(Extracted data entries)
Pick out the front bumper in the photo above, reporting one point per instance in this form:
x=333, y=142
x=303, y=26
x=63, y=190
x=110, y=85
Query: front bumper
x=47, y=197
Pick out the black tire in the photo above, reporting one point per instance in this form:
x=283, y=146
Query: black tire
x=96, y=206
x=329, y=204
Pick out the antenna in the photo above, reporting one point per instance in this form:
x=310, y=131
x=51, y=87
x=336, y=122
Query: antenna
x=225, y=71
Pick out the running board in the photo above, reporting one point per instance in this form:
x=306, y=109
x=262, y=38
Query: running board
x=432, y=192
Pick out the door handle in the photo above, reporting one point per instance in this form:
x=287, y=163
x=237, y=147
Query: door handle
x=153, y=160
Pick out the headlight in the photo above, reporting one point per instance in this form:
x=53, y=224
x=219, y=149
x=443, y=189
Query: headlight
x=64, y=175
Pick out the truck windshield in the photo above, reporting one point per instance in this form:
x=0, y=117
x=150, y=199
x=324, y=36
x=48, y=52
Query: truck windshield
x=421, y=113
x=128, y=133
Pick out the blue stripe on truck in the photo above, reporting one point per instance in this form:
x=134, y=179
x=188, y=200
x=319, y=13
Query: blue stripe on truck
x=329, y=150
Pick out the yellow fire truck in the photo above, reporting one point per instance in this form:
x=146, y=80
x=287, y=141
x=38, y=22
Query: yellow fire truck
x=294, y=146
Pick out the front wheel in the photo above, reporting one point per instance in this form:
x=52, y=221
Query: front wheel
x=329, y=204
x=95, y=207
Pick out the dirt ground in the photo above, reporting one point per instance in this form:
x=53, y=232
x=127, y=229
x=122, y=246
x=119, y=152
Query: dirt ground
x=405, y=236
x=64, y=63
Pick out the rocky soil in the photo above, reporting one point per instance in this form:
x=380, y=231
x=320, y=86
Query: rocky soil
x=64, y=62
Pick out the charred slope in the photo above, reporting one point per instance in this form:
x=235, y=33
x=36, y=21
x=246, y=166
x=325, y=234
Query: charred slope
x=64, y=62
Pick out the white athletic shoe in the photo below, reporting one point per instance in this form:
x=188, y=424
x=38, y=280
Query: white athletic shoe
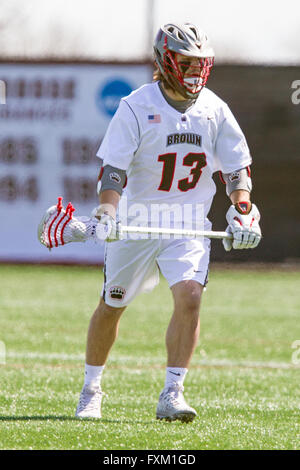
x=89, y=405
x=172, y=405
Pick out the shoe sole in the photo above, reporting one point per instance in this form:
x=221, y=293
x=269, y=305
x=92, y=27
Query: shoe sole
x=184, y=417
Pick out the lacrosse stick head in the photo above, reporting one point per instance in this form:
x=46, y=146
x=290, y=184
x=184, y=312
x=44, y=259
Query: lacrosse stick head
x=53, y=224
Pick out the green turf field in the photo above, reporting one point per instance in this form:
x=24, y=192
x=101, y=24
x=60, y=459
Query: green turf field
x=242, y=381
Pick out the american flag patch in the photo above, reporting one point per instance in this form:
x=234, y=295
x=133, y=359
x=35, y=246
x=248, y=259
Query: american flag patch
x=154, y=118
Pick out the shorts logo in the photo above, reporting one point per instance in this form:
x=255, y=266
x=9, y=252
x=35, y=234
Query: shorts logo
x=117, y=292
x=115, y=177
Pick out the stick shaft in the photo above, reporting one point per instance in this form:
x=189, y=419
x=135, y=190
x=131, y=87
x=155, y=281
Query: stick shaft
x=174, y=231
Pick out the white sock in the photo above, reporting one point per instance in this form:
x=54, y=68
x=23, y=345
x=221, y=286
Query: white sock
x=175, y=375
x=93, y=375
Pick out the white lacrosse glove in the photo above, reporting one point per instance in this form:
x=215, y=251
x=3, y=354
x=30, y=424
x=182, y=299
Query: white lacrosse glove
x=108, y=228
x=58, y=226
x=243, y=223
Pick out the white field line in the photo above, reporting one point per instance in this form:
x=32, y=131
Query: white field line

Your task: Echo back the lines from the start of the records through the line containing "x=432, y=192", both ends included, with every line reproduced verbatim.

Solution for this task:
Pick out the front bumper in the photo above, reporting one point per instance in this form:
x=333, y=142
x=303, y=26
x=63, y=190
x=110, y=85
Query: front bumper
x=47, y=197
Pick out the black tire in the photo above, reporting one point per instance in this form:
x=283, y=146
Query: black tire
x=96, y=206
x=329, y=204
Pick out the antenna in the photo above, reporting one point per instance in this form:
x=310, y=131
x=51, y=87
x=336, y=122
Query: antenna
x=225, y=71
Pick out the running board in the photo above, reporting one point per instance in this form:
x=306, y=109
x=262, y=38
Query: running board
x=432, y=192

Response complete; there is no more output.